EXERCISE AIM:
Restate the listing exactly and in full.

TASK MATERIAL:
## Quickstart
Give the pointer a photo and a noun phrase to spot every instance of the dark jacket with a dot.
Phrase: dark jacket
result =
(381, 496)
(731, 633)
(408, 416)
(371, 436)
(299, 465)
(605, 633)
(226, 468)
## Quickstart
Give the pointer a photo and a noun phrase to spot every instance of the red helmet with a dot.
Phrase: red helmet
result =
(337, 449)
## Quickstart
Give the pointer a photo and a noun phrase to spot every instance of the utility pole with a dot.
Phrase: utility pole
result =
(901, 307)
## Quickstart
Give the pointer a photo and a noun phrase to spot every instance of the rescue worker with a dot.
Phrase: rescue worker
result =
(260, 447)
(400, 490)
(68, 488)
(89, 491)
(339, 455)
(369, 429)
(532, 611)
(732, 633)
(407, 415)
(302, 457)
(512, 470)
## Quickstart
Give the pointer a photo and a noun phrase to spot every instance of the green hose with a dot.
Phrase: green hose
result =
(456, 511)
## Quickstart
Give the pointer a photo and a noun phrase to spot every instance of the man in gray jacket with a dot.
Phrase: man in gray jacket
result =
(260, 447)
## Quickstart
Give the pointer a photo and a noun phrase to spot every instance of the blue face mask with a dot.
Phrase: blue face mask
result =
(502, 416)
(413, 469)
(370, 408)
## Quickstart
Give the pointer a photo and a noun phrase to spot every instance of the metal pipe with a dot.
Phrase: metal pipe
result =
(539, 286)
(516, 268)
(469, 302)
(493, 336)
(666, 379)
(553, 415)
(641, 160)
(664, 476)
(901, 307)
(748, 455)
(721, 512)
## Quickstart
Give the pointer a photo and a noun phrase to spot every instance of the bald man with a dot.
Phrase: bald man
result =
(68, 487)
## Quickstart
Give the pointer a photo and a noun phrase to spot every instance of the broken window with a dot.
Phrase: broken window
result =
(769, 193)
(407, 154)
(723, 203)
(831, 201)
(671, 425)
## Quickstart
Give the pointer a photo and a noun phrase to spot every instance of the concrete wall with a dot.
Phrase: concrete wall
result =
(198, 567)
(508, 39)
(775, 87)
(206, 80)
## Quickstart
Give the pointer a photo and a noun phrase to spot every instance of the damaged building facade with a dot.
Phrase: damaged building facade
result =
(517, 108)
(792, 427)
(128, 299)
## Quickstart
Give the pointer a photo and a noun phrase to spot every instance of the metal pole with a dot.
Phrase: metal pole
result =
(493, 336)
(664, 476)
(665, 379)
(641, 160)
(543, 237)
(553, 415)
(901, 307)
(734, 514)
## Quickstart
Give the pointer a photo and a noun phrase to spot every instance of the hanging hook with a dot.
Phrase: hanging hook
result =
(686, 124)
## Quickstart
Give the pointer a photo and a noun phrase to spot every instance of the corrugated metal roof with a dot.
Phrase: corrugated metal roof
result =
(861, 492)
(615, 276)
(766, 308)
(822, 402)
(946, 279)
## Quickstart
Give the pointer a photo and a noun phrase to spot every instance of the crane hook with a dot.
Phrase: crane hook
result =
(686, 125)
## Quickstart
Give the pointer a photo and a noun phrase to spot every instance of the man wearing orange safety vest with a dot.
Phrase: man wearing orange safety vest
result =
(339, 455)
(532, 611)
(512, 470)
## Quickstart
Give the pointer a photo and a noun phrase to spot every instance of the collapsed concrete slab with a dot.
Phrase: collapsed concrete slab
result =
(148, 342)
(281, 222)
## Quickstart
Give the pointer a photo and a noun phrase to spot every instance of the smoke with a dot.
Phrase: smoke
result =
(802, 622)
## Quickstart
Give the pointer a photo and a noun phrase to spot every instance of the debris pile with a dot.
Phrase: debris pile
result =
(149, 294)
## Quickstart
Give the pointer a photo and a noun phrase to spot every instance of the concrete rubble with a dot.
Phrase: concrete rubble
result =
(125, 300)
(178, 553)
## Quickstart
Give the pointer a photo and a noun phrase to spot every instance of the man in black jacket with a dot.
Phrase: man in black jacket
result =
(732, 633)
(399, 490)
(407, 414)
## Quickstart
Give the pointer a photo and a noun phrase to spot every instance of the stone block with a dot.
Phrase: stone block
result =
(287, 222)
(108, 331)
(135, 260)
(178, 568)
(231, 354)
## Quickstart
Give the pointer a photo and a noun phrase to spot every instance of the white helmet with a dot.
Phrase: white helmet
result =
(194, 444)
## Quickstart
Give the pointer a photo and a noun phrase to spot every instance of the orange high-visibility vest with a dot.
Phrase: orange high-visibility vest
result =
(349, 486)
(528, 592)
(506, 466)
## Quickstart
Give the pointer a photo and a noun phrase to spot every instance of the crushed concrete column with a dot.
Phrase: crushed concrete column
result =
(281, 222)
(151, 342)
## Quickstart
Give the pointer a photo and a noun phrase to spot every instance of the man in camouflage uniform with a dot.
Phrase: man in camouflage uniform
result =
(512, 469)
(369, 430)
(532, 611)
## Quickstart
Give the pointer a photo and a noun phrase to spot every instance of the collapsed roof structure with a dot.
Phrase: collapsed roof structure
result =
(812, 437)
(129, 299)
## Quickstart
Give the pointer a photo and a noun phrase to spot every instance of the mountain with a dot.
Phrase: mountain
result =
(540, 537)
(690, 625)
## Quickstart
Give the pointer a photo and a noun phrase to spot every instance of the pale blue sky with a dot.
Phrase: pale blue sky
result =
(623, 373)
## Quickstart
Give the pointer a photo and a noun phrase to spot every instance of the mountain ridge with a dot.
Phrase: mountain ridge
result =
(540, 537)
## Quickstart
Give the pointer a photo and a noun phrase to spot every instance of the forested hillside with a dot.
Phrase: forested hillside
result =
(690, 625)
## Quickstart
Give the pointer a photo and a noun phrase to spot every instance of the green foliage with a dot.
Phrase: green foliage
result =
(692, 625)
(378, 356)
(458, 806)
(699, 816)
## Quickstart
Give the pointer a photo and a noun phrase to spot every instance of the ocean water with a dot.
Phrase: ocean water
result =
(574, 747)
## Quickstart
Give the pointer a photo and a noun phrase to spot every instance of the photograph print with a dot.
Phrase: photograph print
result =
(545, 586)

ANSWER SPACE:
## Quickstart
Give the pointer a photo and a noun phrase to spot every instance of the dark jacket with a dot.
Phrase: dark jacket
result =
(381, 496)
(731, 633)
(408, 416)
(371, 436)
(299, 465)
(605, 633)
(226, 468)
## Quickstart
Give the pointer a photo and a noun phrase to spot every instance of the red helmet with a dot.
Phrase: red helmet
result =
(337, 449)
## Quickstart
Give the pointer a photo and a noun phrase to spot every instance of the utility pole with a dot.
Phrase: utility pole
result =
(901, 307)
## Quickstart
Give the pointer a photo and a noun phrase to spot every instance of the rescue worker with a dot.
Phrase: rescue worker
result =
(260, 447)
(400, 490)
(68, 488)
(89, 491)
(339, 455)
(369, 429)
(532, 611)
(732, 633)
(407, 415)
(302, 457)
(512, 470)
## Quickstart
Give the pointer a photo and a noun phrase to spot every instance of the green hose with a dot.
Phrase: green hose
result =
(456, 511)
## Quickstart
Give the pointer a photo and a noun phrase to spot every instance of the man in gray jacket with a dot.
Phrase: man in gray jacket
result =
(260, 447)
## Quickstart
Give the pointer a photo and a noun phrase to spot every instance of the blue face mask with a dot.
Phrase: blue face mask
result =
(502, 416)
(413, 469)
(370, 408)
## Quickstart
Give the pointer a photo and a noun phrase to spot every instance of the metal pipe with a dot.
Phrase: metal pipe
result =
(539, 286)
(516, 268)
(469, 302)
(493, 336)
(666, 379)
(553, 415)
(641, 160)
(664, 476)
(901, 307)
(748, 455)
(721, 512)
## Quickstart
Give the pointer a photo and a noun phrase to spot every instance of the bald man with a dot.
Phrase: bald man
result =
(68, 487)
## Quickstart
Give the pointer a photo and a noun phrase to spot every instance of the broken window with a dot.
Phrase: broken window
result =
(769, 193)
(407, 154)
(723, 203)
(831, 201)
(671, 425)
## Quickstart
Give the pointer a photo and a noun phrase to spot every instance of the concrete wall with a dot.
Phrase: concrete wall
result =
(198, 567)
(508, 39)
(775, 87)
(206, 80)
## Quickstart
Give the pointer a photo and a noun phrase to spot every instance of the damaged building facade with a dot.
Phrase: damaged building facade
result =
(517, 108)
(792, 427)
(128, 299)
## Quickstart
Give the pointer a photo and a noun phrase to spot every instance of the metal pole with a dot.
Phrase: metal pole
result =
(493, 336)
(664, 476)
(665, 379)
(641, 160)
(543, 237)
(553, 415)
(901, 307)
(734, 514)
## Quickstart
Give the pointer a photo and a noun phrase to spot every instance of the hanging hook with a dot.
Phrase: hanging hook
result =
(686, 124)
## Quickstart
Give the pointer a photo and a noun phrase to spot every instance of the corrugated metal roof with a dot.
Phrase: corrugated metal roof
result =
(861, 492)
(615, 276)
(766, 308)
(822, 402)
(946, 279)
## Quickstart
Give the pointer a photo and a noun phrase to spot every instance of the crane hook with a dot.
Phrase: crane hook
result =
(686, 125)
## Quickstart
Give the pointer a photo and a noun phrase to spot every instance of the man wearing orange safety vest with a dot.
Phrase: man wearing orange safety vest
result =
(339, 455)
(532, 611)
(512, 470)
## Quickstart
Give the pointer a photo and a noun phrase to spot every instance of the collapsed concrete slab with a dot.
Phrase: collapsed concrete slab
result =
(148, 342)
(281, 222)
## Quickstart
Give the pointer a photo and a noun phrase to spot every instance of the smoke with a dot.
Phrase: smoke
result =
(802, 622)
## Quickstart
Give the pointer a photo and a noun phrase to spot every instance of the debris pile with a dot.
Phrase: debris pile
result =
(149, 294)
## Quickstart
Give the pointer a photo and a noun phrase to spot every instance of the concrete rubble with a dot.
Phrase: concrete rubble
result =
(125, 300)
(178, 553)
## Quickstart
Give the pointer a photo and a noun phrase to spot every instance of the man in black jacket with a dot.
Phrase: man in black jacket
result =
(732, 633)
(399, 490)
(407, 414)
## Quickstart
Give the pointer a photo and a noun phrase to spot every instance of the stone block with a dot.
Phrase: stone block
result =
(287, 222)
(108, 331)
(135, 260)
(178, 568)
(231, 354)
## Quickstart
Give the pointer a photo and a noun phrase to spot every instance of the white helmet with a dot.
Phrase: white helmet
result =
(194, 444)
## Quickstart
Give the pointer a photo and a noun phrase to spot every instance of the orange high-visibility vest with a dot.
Phrase: orange high-visibility vest
result =
(349, 486)
(528, 592)
(506, 466)
## Quickstart
Give the pointer a photo and a noun phrase to spot every instance of the crushed concrete column with a dot.
Phrase: crushed concrete column
result =
(281, 222)
(151, 342)
## Quickstart
Give the pointer a photo and a noun phrase to spot every instance of the man in camouflage uniform with a dot.
Phrase: man in camouflage uniform
result =
(512, 469)
(369, 430)
(532, 611)
## Quickstart
Give the pointer a photo and a noun phrase to spot every instance of the collapsed roof structure with a dot.
Phrase: collapsed roof structure
result =
(812, 437)
(129, 299)
## Quickstart
Give the pointer a photo and a noun phrase to spot every instance of the mountain with a dot.
Phrase: mountain
result =
(540, 537)
(690, 625)
## Quickstart
Give the pointer a photo and a noun phrase to spot every instance of the pale blue sky with a dot.
Phrase: pale blue sky
result =
(623, 373)
## Quickstart
Give the pointer a photo and a noun phrase to spot every instance of the mountain ridge with a dot.
Phrase: mountain ridge
result =
(540, 537)
## Quickstart
Give the pointer a photo and a noun phrase to spot every instance of the forested hillside with a dot.
Phrase: forested hillside
result =
(690, 625)
## Quickstart
Give the pointer a photo and a noun phrase to spot every instance of the green foliage with a dot.
Phrase: green foliage
result =
(692, 625)
(378, 356)
(458, 806)
(699, 816)
## Quickstart
Give the pointer a photo and a noun phrase to spot every instance of the ocean water with a dot.
Phrase: ocean water
result =
(574, 747)
## Quickstart
Give the pointer a photo and a noun phrase to spot every instance of the photograph print with a dot.
Phrase: photograph print
result =
(545, 586)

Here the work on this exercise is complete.